CONSIGNE ÉCRITE 1
Répondez à ces questions sur l'entretien :
(a) À combien d'unités le marché automobile français est-il resté stable ?
(b) En quoi consiste le Fair Pricing ?
(c) Combien de points d'écart séparaient Citroën de ses deux concurrents fin 2017 ?

DOCUMENT SOURCE
Interview d'Amaury de Bourmont "je suis serein pour Citroën en 2020"

A. Le marché automobile français :
Le marché automobile français est resté stable en France à 2 214 279 unités marqué par une chute des ventes sur les particuliers tandis que les ventes de Citroën sont en hausse de 10% à 235 110 unités avec un vrai succès chez les particuliers. Que cela vous inspire-t-il ?
C'est un très, très bon résultat pour Citroën qui traduit le succès et la qualité des récents produits de Citroën qui répondent parfaitement bien aux besoins du marché. Cela conforte notre stratégie établie il y a plusieurs années notamment à travers le Fair Pricing, qui consiste à vendre les voitures à leur juste prix, ainsi que la Core Model Strategy dont l'objectif est de se concentrer sur les modèles qui correspondent le mieux aux besoins du marché. Enfin, globalement, ce résultat montre et récompense le travail énorme réalisé par le réseau et les équipes du Commerce France et de la Marque. 2018 a été l'année où nous avons arrêté la chute des immatriculations et elles se sont véritablement redressées en 2019. Pour parler des ventes à particuliers, le résultat est important puisque Citroën a quasiment diminué de moitié en deux ans l'écart avec ses deux concurrents en parts de marché. Il y avait plus de 7 points d'écart fin 2017, il est, à fin 2019, un peu supérieur à 3 points ce qui signifie que Citroën n'est plus très éloigné des leaders du marché et c'est une excellente nouvelle.

MATÉRIEL

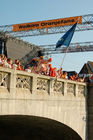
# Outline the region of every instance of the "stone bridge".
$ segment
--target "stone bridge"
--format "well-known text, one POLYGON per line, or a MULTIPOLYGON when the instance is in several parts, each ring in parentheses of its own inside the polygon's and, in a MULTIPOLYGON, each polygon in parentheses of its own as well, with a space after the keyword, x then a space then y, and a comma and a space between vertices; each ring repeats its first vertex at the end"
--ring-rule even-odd
POLYGON ((85 140, 86 91, 85 83, 0 67, 0 123, 9 116, 41 118, 85 140))

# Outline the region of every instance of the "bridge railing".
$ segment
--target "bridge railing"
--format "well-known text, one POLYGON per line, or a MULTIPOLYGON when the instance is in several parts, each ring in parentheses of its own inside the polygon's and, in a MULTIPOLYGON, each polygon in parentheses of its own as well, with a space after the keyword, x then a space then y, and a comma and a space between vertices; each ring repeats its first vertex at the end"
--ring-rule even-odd
POLYGON ((1 93, 7 94, 7 97, 25 94, 25 98, 28 95, 85 97, 86 84, 0 67, 1 93))

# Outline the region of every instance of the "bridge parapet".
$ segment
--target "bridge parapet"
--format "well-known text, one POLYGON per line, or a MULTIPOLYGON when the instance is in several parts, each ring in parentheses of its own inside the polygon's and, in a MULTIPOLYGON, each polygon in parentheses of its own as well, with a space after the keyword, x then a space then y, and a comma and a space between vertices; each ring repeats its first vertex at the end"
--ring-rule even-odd
POLYGON ((86 84, 0 67, 0 115, 59 121, 85 139, 86 84))
POLYGON ((26 98, 28 95, 34 94, 62 96, 62 98, 85 98, 86 84, 1 67, 0 91, 10 93, 10 96, 25 93, 26 98))

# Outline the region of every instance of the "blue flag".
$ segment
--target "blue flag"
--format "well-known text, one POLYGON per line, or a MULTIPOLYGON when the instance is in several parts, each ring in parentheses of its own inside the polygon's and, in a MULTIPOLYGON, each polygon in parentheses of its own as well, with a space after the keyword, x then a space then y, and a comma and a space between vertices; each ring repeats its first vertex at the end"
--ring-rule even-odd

CONSIGNE ÉCRITE 2
Modifiez les entrées en remplaçant « bridge railing » par « bridge handrail », sans rien changer d'autre, depuis le début des entrées jusqu'à la ligne contenant « POLYGON ((1 93, 7 » incluse. Ne reproduisez pas les images.

RÉSULTAT OBTENU 1
(a) 2 214 279 unités.
(b) À vendre les voitures à leur juste prix.
(c) Plus de 7 points.

RÉSULTAT OBTENU 2
# Outline the region of every instance of the "stone bridge".
$ segment
--target "stone bridge"
--format "well-known text, one POLYGON per line, or a MULTIPOLYGON when the instance is in several parts, each ring in parentheses of its own inside the polygon's and, in a MULTIPOLYGON, each polygon in parentheses of its own as well, with a space after the keyword, x then a space then y, and a comma and a space between vertices; each ring repeats its first vertex at the end"
--ring-rule even-odd
POLYGON ((85 140, 86 91, 85 83, 0 67, 0 123, 9 116, 41 118, 85 140))

# Outline the region of every instance of the "bridge handrail".
$ segment
--target "bridge handrail"
--format "well-known text, one POLYGON per line, or a MULTIPOLYGON when the instance is in several parts, each ring in parentheses of its own inside the polygon's and, in a MULTIPOLYGON, each polygon in parentheses of its own as well, with a space after the keyword, x then a space then y, and a comma and a space between vertices; each ring repeats its first vertex at the end"
--ring-rule even-odd
POLYGON ((1 93, 7 94, 7 97, 25 94, 25 98, 28 95, 85 97, 86 84, 0 67, 1 93))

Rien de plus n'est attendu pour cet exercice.